◆ TASK DESCRIPTION ◆
Write out the entire listing below exactly, with the pictures left out.

____

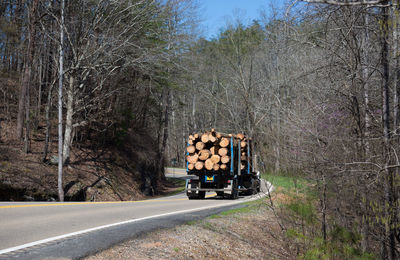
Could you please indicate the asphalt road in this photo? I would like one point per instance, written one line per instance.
(32, 230)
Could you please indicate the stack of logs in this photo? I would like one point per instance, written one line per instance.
(212, 151)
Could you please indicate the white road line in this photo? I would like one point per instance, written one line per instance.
(43, 241)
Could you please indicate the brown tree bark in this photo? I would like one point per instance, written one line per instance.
(26, 79)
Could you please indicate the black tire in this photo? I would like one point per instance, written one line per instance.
(193, 197)
(202, 195)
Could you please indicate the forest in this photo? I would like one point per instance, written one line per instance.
(316, 85)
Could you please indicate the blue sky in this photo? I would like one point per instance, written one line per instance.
(215, 13)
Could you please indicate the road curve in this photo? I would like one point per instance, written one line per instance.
(74, 229)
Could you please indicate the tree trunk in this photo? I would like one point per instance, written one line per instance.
(60, 94)
(388, 180)
(26, 80)
(69, 120)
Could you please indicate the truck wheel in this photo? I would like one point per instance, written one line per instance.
(202, 195)
(192, 197)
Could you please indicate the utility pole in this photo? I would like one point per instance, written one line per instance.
(60, 85)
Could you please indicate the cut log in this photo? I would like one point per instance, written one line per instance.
(200, 146)
(193, 158)
(212, 138)
(204, 138)
(223, 151)
(213, 149)
(224, 142)
(216, 167)
(209, 164)
(215, 158)
(240, 136)
(225, 159)
(190, 166)
(190, 149)
(199, 165)
(204, 154)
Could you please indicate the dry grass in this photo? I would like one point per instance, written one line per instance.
(254, 234)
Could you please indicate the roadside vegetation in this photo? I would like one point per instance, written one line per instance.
(316, 86)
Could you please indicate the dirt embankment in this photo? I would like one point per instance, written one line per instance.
(119, 172)
(249, 233)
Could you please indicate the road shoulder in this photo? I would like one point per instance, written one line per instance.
(250, 232)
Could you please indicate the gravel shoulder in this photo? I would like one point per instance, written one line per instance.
(251, 232)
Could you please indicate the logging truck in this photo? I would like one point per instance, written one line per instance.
(221, 163)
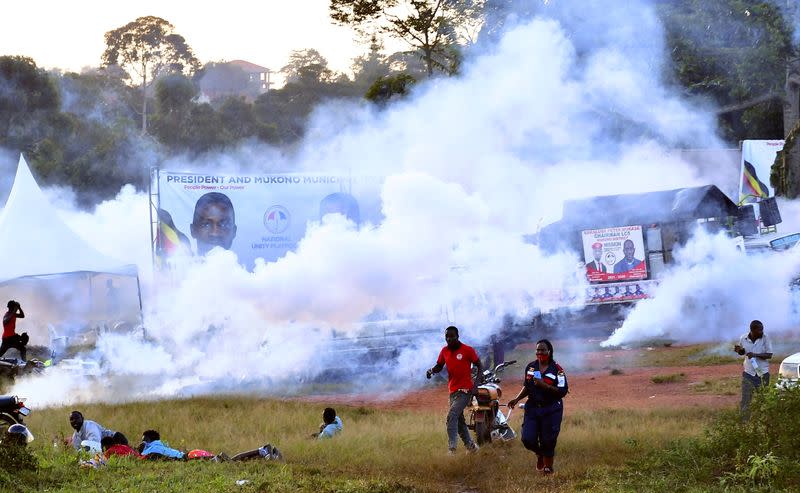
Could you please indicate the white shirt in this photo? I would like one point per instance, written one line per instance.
(761, 345)
(90, 431)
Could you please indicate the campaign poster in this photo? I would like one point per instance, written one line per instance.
(255, 216)
(757, 159)
(614, 254)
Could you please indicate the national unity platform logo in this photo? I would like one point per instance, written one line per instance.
(277, 219)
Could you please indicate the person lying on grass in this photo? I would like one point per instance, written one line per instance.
(331, 425)
(152, 447)
(113, 447)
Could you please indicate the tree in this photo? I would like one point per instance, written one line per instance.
(430, 26)
(145, 49)
(28, 98)
(371, 66)
(307, 66)
(734, 52)
(383, 89)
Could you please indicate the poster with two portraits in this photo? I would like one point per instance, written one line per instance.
(614, 254)
(255, 216)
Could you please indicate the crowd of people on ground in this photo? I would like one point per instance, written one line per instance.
(104, 443)
(544, 387)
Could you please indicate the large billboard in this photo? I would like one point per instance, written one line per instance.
(614, 254)
(757, 159)
(255, 216)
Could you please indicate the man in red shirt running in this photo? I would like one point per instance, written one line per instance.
(10, 337)
(459, 359)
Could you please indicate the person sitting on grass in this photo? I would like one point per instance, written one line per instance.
(331, 425)
(90, 432)
(111, 447)
(152, 447)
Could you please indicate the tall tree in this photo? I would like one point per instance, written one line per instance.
(146, 48)
(307, 66)
(734, 52)
(430, 26)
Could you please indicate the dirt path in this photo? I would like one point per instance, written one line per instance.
(633, 389)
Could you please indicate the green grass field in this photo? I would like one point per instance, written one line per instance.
(378, 450)
(610, 450)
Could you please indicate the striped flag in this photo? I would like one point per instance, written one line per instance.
(751, 185)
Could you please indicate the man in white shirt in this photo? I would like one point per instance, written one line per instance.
(756, 347)
(89, 431)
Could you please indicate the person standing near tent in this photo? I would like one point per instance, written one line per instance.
(10, 337)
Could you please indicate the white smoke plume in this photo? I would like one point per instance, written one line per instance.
(560, 108)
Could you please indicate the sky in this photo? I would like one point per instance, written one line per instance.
(70, 36)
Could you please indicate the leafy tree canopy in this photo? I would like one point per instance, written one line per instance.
(430, 26)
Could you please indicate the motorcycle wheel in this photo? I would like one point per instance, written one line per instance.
(483, 432)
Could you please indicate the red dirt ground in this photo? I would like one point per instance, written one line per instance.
(589, 390)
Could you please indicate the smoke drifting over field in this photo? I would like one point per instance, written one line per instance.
(562, 107)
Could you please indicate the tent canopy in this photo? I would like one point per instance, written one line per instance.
(36, 242)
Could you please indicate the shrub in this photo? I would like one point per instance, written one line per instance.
(761, 453)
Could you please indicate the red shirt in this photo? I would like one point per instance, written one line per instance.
(9, 324)
(459, 366)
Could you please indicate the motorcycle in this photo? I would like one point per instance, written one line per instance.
(12, 411)
(485, 417)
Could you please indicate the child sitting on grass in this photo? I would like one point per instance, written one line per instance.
(331, 425)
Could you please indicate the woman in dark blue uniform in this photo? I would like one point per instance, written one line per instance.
(545, 386)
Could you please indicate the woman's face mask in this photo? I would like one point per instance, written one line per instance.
(542, 353)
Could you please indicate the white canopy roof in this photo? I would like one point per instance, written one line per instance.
(34, 241)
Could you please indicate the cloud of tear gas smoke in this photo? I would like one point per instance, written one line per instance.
(560, 108)
(713, 292)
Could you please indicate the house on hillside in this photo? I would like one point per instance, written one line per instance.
(234, 78)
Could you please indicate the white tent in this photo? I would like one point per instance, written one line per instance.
(57, 276)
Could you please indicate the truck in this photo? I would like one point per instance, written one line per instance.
(627, 241)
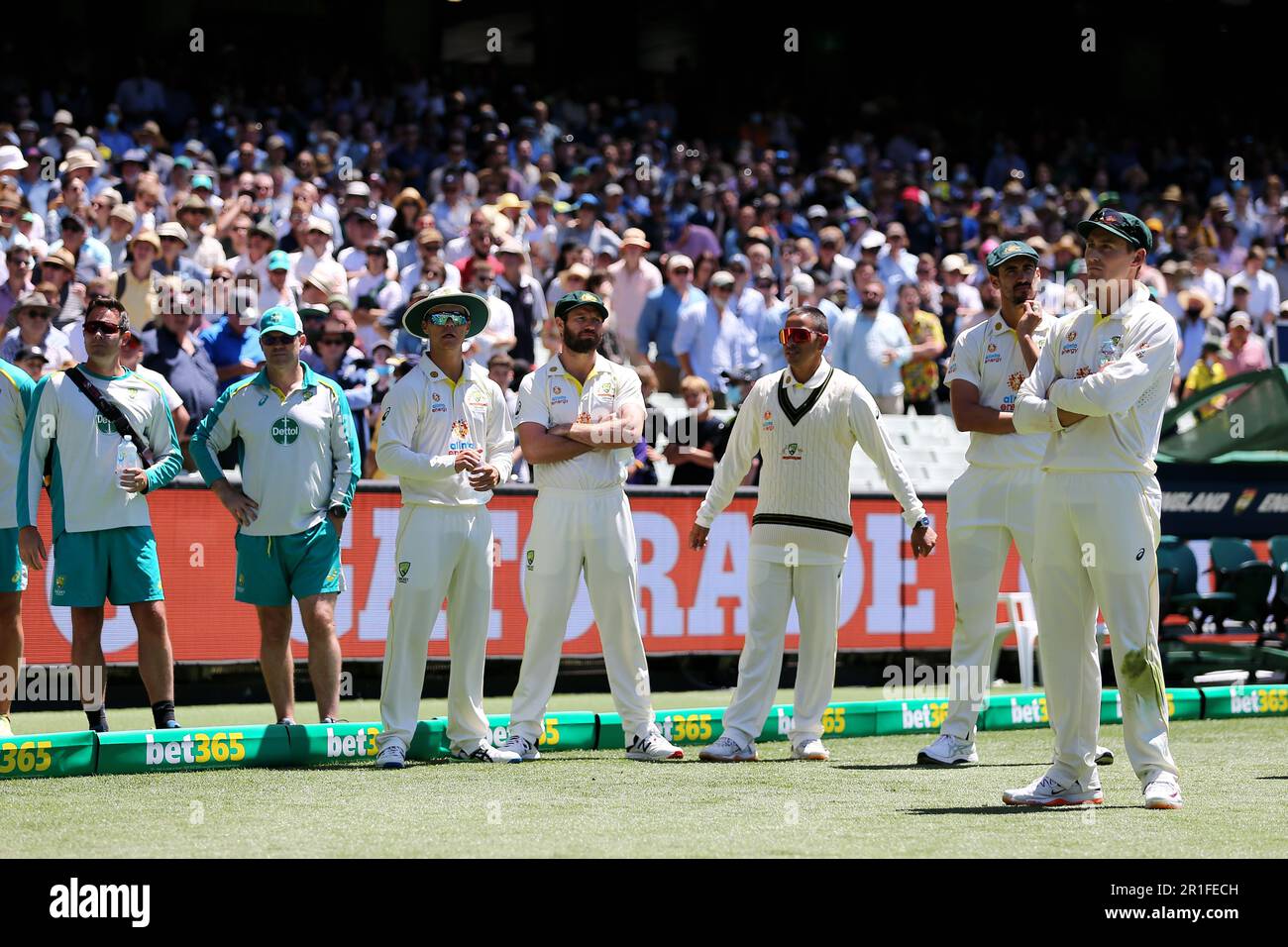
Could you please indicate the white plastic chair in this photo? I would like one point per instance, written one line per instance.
(1021, 618)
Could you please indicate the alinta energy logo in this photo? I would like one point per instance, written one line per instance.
(284, 431)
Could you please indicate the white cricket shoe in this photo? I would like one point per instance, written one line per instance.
(653, 746)
(810, 749)
(948, 751)
(520, 748)
(1163, 792)
(393, 755)
(1050, 791)
(729, 750)
(484, 753)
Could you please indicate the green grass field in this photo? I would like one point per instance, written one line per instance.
(868, 800)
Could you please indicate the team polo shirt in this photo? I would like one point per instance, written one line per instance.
(297, 450)
(84, 488)
(428, 420)
(1117, 369)
(16, 389)
(988, 355)
(550, 395)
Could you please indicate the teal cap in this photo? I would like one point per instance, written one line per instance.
(281, 318)
(1006, 250)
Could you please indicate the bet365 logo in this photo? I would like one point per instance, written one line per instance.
(284, 431)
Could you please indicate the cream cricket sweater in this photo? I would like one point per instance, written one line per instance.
(805, 434)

____

◆ RIGHT ANSWER ◆
Could you please indicate the asphalt road in this photo? I would like one point per instance, written one line per instance.
(32, 230)
Could you please indicate the stack of logs in this photo? I would like one point per instance, written one line per instance.
(212, 151)
Could you please indicate the white road line in this photo? I would like one point per instance, written one line per instance.
(43, 241)
Could you please indicate the brown tree bark in this photo? I would like one point per instance, written one line per instance.
(26, 79)
Could you please indicate the black tire in this photo? I would like one point per instance, written one line per instance.
(193, 197)
(202, 195)
Could you please indicate the forest in this photo? I would like one point per instance, written one line per instance.
(316, 85)
Could you please indicate the blue sky in this photo? I would like one point per instance, written one line per instance.
(215, 13)
Could you please indicate the road curve in this photo? I would like one point per instance, written one line per instance.
(74, 229)
Could you please indicate the tree trunk in this photo? I would like one point per instance, written one line per instance.
(60, 94)
(388, 180)
(26, 80)
(69, 120)
Could you please indicate the truck wheel in this photo? I would like one point per instance, written one line per instance.
(202, 195)
(192, 197)
Could you please indicate the utility pole in this photo? I would like one point per instance, written one line per instance.
(60, 85)
Could you please indicate the cut log in this photo? I would like one point per instance, written one line per instance.
(200, 146)
(193, 158)
(212, 138)
(204, 138)
(223, 151)
(213, 149)
(224, 142)
(216, 167)
(209, 164)
(215, 158)
(240, 136)
(225, 159)
(190, 166)
(190, 149)
(199, 165)
(204, 154)
Could you please indicate the dry grass in this photo? I would like one point per instance, written one line per instance.
(254, 234)
Could you please indicate the roadside vegetation in this photo? I would like one point per instance, written one line per instance.
(316, 86)
Could you please indicate the dirt embankment in this photo? I would like one point per instance, written one line per instance.
(119, 172)
(249, 233)
Could you please indicate the road shoulder in this photo? I would like one point per instance, written one line per instance.
(250, 232)
Could you please indicate the gravel shoulder in this photo? I would like one point per instance, written one line per instance.
(251, 232)
Could you please indicate the logging truck in this photo? I would like one point per instance, written one line per instance.
(221, 163)
Could you please indicate the white shirt in this photo? I would like one point per instance, written one line per instance.
(761, 345)
(90, 431)
Could you please indicate the campaign poster in this photo? I would like one point per instance, written one line per instance.
(255, 216)
(757, 159)
(614, 254)
Could you please indicate the national unity platform logo in this photo? I would like one point per instance, written one line per instance.
(277, 219)
Could you please indicate the person lying on grass in this photo? I would like one point per instance, written one line per instance.
(331, 425)
(152, 447)
(113, 447)
Could you please indicate the tree in this photo? I would like one point per instance, written one line per instance.
(430, 26)
(145, 49)
(28, 98)
(371, 66)
(307, 66)
(734, 52)
(383, 89)
Could you please indicate the poster with two portraits in this photo? I would like one point per instance, written one line per instance.
(614, 254)
(255, 216)
Could you please indicate the crowd of people on ground in this photo? I would like one point per instance, written one line per instance.
(104, 443)
(544, 387)
Could you please indicate the large billboard in this photo? I would like one point per instance, written one line per instance.
(614, 254)
(757, 159)
(255, 216)
Could you please indicate the man in red shirt running in this photo? I would like one point per instance, written one line per instance.
(10, 337)
(459, 359)
Could you please indicate the person sitting on grass in this photo? I would like one point per instance, written one line per instance.
(331, 425)
(90, 432)
(111, 447)
(152, 447)
Could you please indicate the tall tree in this photo? I would like one point per instance, written one line per instance.
(146, 48)
(307, 66)
(734, 52)
(430, 26)
Could you please indicate the dirt path in this photo? I would like one point per instance, written one line per instance.
(633, 389)
Could you please indicate the green grass field in this photo? I would like one point per instance, written one line per instance.
(378, 450)
(610, 450)
Could you please indicate the striped flag in this photo? I would like one point per instance, written one line per instance.
(751, 185)
Could you please indicate the man in white shirt in this photo? I would like one point per instance, written one line per instance.
(756, 347)
(89, 431)
Could you please indicate the person standing near tent in this photo? I would like one point per instance, written one line per instance.
(10, 337)
Could you please indicate the white smoke plume in this photo? I would like one point per instance, written one line per instance.
(560, 108)
Could you please indicate the sky in this photo? I would like one point per instance, written one line per instance.
(70, 36)
Could you please indicate the leafy tree canopy in this photo? I would like one point per instance, written one line per instance.
(430, 26)
Could you please indicate the motorcycle wheel in this photo? I would like one point per instance, written one line per instance.
(483, 432)
Could you please indicate the red dirt ground in this photo? I would like one point per instance, written one line per instance.
(589, 390)
Could you please indicate the smoke drifting over field in this photo? I would like one point per instance, written one line per instance.
(562, 107)
Could you please indicate the tent canopy in this photo? I would like one point per instance, written one line per instance.
(36, 242)
Could you please indicate the shrub in this photo? I would like one point per instance, written one line per instance.
(761, 453)
Could you please indicate the red shirt in this photo? I would like one point per instance, written one line per instance.
(9, 324)
(459, 366)
Could you please indicate the motorcycle in this photo? I would like one point per instance, written one line per instance.
(12, 411)
(485, 417)
Could you please indicate the child sitting on grass in this photo? I would like one point per instance, written one line per instance.
(331, 425)
Could you please indicate the woman in dark blue uniform in this photo? I would like one point per instance, written one line per instance.
(545, 386)
Could you please indicate the woman's face mask in this photo? I would like one point per instance, written one line per instance.
(542, 353)
Could you please indicate the white canopy roof in this photo? I would like one point per instance, written one line per instance.
(34, 241)
Could you please indicate the cloud of tear gas smoke in this photo? I would like one point per instance, written one line per instance.
(560, 108)
(713, 292)
Could you please indicate the house on hillside in this photo? I would like one point per instance, written one line per instance.
(234, 78)
Could you please indicate the white tent in this photo? I would like one point per instance, written one line per instance.
(57, 276)
Could you please indicate the truck in this photo? I would like one point per instance, written one line per instance.
(627, 241)
Could you please indicate the white plastic chair in this photo? I would like one point per instance, written one line per instance.
(1021, 618)
Could you please indicate the alinta energy logo in this photo? I would like one point per instance, written one line per instance.
(284, 431)
Could you please indicate the white cricket shoe in this photo? I would like one point per instance, written one line per instance.
(653, 746)
(810, 749)
(948, 751)
(520, 748)
(1163, 792)
(393, 755)
(1050, 791)
(729, 750)
(484, 753)
Could you please indicate the green grass field in this photo? I would like one point per instance, written one line per instance.
(868, 800)
Could you please indicate the team polo shirt in this photo? I would like one point per instance, written one line per instance.
(297, 450)
(84, 488)
(428, 420)
(1117, 369)
(16, 389)
(988, 355)
(550, 395)
Could you please indicate the teal cap in this photo? I would like one point per instance, written one line per instance.
(281, 318)
(1006, 250)
Could you please indicate the bet365 logo in this photo? I would like one point per instance, written one line per instance.
(284, 431)
Could you please indicate the cream cricket sweater in this photo? I would like one point per instance, written one line per instance.
(805, 434)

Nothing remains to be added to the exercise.